START SELECTED TEXT

Council-supported bus routes could be cut and merged next year under plans being considered by the Royal Borough of Windsor and Maidenhead council.

The council currently subsidises 13 bus services run by private companies across the borough. But plans indicate that it will only provide funding for 12 from April next year when contracts for these run out, with some services being cut or merged into new routes.

Plans presented to leading councillors say the Royal Borough’s budget for bus services ‘will not be sufficient’ to carry on running the same services ‘on a like-for-like basis’.

Councillors on the Royal Borough’s cabinet committee are set to meet on Wednesday, September 2, to give council officers the power to award new contracts next year.

Plans say that although many of the bus services in the borough are run commercially by private companies, the council provides financial support for some of these ‘to maintain the service for residents’.

The Royal Borough council currently subsides the 1, 3, 8 (Maidenhead), 9, 15, 16, 234, 235, 238, 239, 305, P1 and W1 services. Contracts for these are set to run out at the end of April next year and the council will have to issue new ones.

Yet a report set to be discussed by leading councillors says the council’s budget for bus services won’t be enough to carry on providing the same service ‘as a result of inflation’.

It also says that the private bus companies don’t have to continue running these services after April and are ‘unlikely to do so on current levels of financial support’.

END SELECTED TEXT

» **WORK INSTRUCTIONS**:
[1] Answer these questions using the article on bus services in Windsor and Maidenhead.
(a) How many bus services does the council currently subsidize?
(b) On what date is the cabinet committee set to meet?
(c) What reason does the report give for the bus services budget falling short?
[2] Write the next part of the article on Windsor and Maidenhead bus funding, starting after its final sentence.

START SOURCE MATERIAL

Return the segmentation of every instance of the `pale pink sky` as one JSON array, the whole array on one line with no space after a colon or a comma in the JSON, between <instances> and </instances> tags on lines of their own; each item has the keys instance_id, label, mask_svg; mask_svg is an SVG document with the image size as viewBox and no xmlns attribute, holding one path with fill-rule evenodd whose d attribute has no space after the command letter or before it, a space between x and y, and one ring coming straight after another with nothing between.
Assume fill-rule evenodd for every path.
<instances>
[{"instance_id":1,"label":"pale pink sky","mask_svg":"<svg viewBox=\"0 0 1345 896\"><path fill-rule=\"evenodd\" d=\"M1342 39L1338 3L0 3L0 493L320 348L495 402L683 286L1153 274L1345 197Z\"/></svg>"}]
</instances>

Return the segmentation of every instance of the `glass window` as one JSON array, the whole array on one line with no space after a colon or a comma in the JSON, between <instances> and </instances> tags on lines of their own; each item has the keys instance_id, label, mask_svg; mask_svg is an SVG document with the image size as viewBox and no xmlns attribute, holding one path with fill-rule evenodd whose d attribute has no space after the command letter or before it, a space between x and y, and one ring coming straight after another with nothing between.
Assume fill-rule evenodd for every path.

END SOURCE MATERIAL
START SOURCE MATERIAL

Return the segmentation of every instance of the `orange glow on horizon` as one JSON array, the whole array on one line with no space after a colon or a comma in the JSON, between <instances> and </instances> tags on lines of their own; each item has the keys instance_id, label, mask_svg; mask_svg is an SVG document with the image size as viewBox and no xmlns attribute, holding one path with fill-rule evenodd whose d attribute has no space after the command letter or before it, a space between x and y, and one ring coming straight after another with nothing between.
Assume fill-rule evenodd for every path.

END SOURCE MATERIAL
START SOURCE MATERIAL

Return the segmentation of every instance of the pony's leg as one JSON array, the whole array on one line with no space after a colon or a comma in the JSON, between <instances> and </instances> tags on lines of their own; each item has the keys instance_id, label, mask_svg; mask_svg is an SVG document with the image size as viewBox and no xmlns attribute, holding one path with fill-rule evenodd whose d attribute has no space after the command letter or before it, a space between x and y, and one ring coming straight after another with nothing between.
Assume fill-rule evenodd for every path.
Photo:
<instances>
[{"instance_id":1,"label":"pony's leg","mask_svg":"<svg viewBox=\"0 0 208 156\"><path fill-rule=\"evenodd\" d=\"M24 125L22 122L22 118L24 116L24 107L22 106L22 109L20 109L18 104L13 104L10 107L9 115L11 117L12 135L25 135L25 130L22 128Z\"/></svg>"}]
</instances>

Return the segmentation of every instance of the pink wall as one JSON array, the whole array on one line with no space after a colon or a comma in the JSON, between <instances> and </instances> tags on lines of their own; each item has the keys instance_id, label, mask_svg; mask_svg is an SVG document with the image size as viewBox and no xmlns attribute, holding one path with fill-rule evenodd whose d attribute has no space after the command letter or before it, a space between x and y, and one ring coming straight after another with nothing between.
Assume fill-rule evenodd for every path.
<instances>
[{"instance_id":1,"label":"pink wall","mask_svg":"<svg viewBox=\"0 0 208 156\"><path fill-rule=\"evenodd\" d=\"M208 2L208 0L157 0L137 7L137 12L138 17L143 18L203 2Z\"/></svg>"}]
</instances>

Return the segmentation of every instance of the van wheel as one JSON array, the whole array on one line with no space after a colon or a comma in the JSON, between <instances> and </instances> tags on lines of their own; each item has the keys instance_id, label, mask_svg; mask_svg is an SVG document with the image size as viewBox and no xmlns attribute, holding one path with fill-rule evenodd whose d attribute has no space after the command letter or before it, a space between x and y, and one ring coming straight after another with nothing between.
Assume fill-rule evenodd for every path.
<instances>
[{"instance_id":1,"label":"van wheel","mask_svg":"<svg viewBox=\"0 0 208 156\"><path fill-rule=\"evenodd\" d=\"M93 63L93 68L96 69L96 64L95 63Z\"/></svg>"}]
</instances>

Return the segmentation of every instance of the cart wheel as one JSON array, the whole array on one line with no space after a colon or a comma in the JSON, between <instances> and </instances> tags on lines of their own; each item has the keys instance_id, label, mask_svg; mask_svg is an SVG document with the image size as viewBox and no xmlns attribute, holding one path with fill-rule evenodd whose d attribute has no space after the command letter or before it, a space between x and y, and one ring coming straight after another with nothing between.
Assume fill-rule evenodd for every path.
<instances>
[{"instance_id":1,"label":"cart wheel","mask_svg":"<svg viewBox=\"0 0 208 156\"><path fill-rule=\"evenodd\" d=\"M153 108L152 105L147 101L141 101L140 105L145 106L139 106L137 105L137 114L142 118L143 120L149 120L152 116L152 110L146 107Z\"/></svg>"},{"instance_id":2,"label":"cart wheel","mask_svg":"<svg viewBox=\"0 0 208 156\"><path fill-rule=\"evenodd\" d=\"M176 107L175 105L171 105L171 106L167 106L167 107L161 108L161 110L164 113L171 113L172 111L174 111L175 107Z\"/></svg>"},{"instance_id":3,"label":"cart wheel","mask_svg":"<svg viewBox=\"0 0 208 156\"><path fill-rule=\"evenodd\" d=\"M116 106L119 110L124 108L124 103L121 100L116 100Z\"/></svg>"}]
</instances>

END SOURCE MATERIAL

» **WRITTEN RESPONSES**:
[1]
(a) 13
(b) Wednesday, September 2
(c) Inflation

[2]
Now the council has already begun appealing to companies to bid to run six new lots of services. These will be:

  • The 1 and 1A between Windsor and Ascot via Sunninghill
  • The 3, 3A and 4 Maidenhead town services
  • The 15 between Slough, Eton and Eton Wick
  • The 16 between Windsor and Maidenhead
  • The 10 and 10A between Windsor and Staines
  • The 227, 227A and 228 from Maidenhead to Henley and Twyford

Plans suggest that stops currently served by the number 8 will be served by the number following a similar route, while stops currently served by the number 9 will also be merged into the number 16.

Meanwhile the 234, 235, 238 and 239 routes will be merged into 227 and 227A routes from Maidenhead to Twyford, and a 228 from Maidenhead to Henley.

Stops served by the 305 between Staines and Colnbrook look set to be served by the 10 and 10A service between Staines and King Edward VII Hospital in Windsor.

And the P1 park and ride between Windsor town centre and King Edward VII looks set to lose its funding, while stops served by the W1 Windsor Town Circular will be served by the number 1.

The proposed changes follow a public consultation run by the Royal Borough late last year that asked residents what they would like to see from bus services. However the report to council leaders say proposed routes could change in negotiations with bus companies.

Councillors are being asked to give authority to senior officers to agree new contracts set to start in April next year.